Data replication and synchronization may seem redundant at first glance. They both refer to copying data from one persistent repository to another for consistency in a distributed architecture. But for Couchbase, each term has a different meaning and each is used for different purposes.
This post is an overview of Couchbase Cross Datacenter Replication (XDCR), which provides data replication between database clusters, and Couchbase Sync Gateway/Capella App Services, which enables data synchronization for mobile, IoT and edge applications.
Cross Datacenter Replication (XDCR)
Couchbase’s Cross Datacenter Replication (XDCR) enables the replication of data across clusters located in different datacenters. Inter-cluster replication is used to ensure even distribution and high availability of data. The protocol used for XDCR is called DCP (data change protocol). DCP is also used for inter-cluster replication and, in both cases, is used for low-latency memory-to-memory replication.
XDCR is designed for global replication: replicating data between multiple regions, multiple datacenters, multiple cloud providers, or any combination. Multiple clusters are needed if you want to replicate data across different regions. Unlike other databases, Couchbase’s multi-datacenter functionality is not provided by stretching a single cluster across multiple datacenters. Due to high network latencies, nodes/servers in different regions cannot be part of the same cluster. Each cluster is independent.
XDCR can be very simple to start with, but many powerful features and options are available. It supports unidirectional and bidirectional operation and active-active replication with automatic conflict resolution. Use filtered replication for replicating subsets of documents.
XDCR Nuts and Bolts
XDCR replicates data from a source bucket to a target bucket (XDCR also supports scope/collection replication, both implicit and explicit). Replication is from memory to memory and asynchronous, and both existing and modified data are replicated.
Multiple data streams are shuffled across all shards (vBuckets) to move data in parallel to the destination cluster for additional latency reduction.
Source and destination clusters can have different numbers of servers (nodes), and XDCR is resilient to topology changes.
XDCR Use cases
Unidirectional (one-way) and bidirectional (two-way) configurations each have their own use cases.
One-way replication is great for:
- Disaster Recovery – Latest data is always available in the event of a disaster. This enables quick failover and recovery without loss of data or downtime.
- Dev/test copies – Provision copies of production data for testing and development purposes. This reduces the need for manual data copying and reduces the risk of errors or inconsistencies between the environments. XDCR provides near real-time replication, meaning that test data is always up-to-date with production data.

OBJECTIVES =
1. In the article on Couchbase replication, what protocol is used for XDCR?
2. In the article on Couchbase replication, revise the passage that begins at the words "XDCR Nuts and" and stops after "additional latency reduction.", putting "destination bucket" in place of "target bucket".
3. Translate this sentence from the article on Couchbase replication into French: "Source and destination clusters can have different numbers of servers (nodes), and XDCR is resilient to topology changes."
Use only the article on Couchbase replication as your source.

DATA ROWS =
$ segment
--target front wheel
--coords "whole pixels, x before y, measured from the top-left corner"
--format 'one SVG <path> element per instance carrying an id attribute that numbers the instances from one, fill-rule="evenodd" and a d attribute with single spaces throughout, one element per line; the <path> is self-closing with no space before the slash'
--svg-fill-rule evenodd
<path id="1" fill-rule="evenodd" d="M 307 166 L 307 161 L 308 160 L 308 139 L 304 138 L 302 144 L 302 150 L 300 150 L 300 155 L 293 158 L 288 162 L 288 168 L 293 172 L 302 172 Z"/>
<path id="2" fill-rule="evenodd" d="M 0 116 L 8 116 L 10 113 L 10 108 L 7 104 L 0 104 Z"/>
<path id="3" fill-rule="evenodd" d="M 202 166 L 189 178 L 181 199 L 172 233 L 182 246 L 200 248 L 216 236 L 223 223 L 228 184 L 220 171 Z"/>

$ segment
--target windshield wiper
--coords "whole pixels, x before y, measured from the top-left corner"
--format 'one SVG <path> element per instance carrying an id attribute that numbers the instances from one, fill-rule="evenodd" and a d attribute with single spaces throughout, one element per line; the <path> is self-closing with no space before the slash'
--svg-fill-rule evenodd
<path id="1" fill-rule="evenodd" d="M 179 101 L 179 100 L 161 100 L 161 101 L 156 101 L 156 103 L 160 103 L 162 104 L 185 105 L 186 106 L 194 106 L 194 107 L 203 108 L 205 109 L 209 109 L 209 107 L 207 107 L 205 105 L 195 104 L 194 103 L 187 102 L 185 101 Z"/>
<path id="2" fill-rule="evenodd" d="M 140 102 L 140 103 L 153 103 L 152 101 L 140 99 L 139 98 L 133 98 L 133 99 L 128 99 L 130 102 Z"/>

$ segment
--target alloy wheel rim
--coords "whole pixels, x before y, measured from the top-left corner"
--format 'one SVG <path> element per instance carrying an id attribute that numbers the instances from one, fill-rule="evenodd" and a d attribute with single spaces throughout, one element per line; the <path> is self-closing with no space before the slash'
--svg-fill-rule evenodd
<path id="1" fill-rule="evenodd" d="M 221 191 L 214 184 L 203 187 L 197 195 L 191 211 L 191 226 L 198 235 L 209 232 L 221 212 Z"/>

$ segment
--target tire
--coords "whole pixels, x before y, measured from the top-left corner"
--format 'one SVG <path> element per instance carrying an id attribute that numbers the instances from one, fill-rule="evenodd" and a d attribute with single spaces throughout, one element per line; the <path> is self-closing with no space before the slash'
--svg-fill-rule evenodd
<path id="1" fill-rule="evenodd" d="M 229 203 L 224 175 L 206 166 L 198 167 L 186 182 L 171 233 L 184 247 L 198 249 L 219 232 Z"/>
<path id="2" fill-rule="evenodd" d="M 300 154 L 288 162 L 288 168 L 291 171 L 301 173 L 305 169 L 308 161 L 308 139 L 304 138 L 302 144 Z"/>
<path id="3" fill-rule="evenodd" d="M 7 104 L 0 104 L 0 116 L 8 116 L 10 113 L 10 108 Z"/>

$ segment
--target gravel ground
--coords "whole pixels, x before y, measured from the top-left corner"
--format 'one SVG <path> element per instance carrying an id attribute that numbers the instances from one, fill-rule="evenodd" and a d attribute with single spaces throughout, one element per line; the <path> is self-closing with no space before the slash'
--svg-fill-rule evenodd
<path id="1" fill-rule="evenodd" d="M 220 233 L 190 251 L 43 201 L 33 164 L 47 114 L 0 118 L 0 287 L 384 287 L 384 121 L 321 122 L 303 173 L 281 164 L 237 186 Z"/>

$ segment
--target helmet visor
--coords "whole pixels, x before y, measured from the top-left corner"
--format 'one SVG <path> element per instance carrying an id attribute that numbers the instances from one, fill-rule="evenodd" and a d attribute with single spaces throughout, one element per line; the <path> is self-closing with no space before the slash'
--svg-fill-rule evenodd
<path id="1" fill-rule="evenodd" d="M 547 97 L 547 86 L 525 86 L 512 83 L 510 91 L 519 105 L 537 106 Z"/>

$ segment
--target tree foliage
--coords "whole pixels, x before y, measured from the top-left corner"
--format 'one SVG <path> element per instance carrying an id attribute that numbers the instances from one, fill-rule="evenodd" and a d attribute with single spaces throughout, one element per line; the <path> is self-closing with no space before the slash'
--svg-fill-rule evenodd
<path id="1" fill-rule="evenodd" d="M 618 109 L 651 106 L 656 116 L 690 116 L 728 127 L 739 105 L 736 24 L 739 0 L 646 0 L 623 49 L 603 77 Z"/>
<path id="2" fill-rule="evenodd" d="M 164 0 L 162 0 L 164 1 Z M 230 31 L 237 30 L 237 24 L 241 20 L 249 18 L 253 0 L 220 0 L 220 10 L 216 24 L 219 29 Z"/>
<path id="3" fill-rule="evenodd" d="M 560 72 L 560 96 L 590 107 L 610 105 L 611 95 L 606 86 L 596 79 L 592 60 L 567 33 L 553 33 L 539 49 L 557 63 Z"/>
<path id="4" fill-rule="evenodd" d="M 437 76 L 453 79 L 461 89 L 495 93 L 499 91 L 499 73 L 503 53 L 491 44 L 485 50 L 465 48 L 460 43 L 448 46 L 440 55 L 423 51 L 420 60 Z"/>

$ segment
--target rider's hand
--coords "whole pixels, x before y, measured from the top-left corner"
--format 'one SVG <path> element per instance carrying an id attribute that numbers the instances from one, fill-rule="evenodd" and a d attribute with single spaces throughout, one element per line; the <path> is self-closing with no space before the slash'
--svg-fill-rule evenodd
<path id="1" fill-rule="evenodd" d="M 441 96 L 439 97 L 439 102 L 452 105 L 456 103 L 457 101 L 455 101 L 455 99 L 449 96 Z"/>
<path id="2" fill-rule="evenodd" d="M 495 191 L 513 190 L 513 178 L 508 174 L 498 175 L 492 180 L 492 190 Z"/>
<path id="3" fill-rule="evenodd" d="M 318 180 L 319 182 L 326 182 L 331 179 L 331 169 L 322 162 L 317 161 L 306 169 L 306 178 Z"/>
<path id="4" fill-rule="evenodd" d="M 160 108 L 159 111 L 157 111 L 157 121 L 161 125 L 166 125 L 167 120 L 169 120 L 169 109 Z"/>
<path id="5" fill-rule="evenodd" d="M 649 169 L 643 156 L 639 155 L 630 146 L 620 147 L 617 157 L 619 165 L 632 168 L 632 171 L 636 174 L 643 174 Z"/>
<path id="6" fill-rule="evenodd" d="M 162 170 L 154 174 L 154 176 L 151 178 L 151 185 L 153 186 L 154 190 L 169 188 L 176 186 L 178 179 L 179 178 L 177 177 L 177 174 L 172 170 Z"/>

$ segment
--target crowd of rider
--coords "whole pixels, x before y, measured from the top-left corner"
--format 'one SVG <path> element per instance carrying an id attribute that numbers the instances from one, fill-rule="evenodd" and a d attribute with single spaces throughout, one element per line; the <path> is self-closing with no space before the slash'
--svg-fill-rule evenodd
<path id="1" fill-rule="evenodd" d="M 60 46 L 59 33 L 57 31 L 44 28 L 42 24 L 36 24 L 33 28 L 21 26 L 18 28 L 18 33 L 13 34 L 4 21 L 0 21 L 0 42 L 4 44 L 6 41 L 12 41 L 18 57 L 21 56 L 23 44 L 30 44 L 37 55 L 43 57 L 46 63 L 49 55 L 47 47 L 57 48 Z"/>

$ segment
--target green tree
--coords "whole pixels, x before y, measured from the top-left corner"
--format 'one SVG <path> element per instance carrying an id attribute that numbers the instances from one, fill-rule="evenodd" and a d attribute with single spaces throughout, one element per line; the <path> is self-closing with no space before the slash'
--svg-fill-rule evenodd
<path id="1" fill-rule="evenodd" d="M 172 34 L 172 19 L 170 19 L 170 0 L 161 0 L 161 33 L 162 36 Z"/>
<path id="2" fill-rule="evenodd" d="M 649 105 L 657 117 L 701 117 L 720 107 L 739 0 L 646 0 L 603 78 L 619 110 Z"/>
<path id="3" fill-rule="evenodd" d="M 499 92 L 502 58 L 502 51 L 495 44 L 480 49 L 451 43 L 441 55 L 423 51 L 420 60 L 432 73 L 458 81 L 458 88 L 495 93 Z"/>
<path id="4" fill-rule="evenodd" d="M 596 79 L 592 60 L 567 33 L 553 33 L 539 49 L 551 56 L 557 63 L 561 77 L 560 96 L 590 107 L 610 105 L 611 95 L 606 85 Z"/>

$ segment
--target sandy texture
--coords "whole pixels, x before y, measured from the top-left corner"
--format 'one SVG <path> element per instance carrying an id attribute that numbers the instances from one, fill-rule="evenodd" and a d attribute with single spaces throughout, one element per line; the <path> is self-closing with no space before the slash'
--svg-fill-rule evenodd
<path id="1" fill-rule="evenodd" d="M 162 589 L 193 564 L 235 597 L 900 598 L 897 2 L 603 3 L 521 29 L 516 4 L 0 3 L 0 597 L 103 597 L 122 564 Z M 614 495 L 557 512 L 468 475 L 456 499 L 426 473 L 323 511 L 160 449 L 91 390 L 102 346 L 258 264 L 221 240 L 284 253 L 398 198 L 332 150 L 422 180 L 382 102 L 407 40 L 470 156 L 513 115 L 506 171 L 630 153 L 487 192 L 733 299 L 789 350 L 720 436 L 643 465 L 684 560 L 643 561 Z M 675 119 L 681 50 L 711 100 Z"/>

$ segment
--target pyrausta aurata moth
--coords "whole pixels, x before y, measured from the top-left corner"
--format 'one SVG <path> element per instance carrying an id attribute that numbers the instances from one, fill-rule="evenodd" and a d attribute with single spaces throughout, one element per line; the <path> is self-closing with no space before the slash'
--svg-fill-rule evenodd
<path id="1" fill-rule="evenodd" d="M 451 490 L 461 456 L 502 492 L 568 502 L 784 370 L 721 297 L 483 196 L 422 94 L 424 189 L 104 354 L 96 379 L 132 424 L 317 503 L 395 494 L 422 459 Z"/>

FINAL RESULTS =
1. DCP (data change protocol).

2.
XDCR Nuts and Bolts
XDCR replicates data from a source bucket to a destination bucket (XDCR also supports scope/collection replication, both implicit and explicit). Replication is from memory to memory and asynchronous, and both existing and modified data are replicated.
Multiple data streams are shuffled across all shards (vBuckets) to move data in parallel to the destination cluster for additional latency reduction.

3. Les clusters source et destination peuvent comporter un nombre différent de serveurs (nœuds), et XDCR est résilient aux changements de topologie.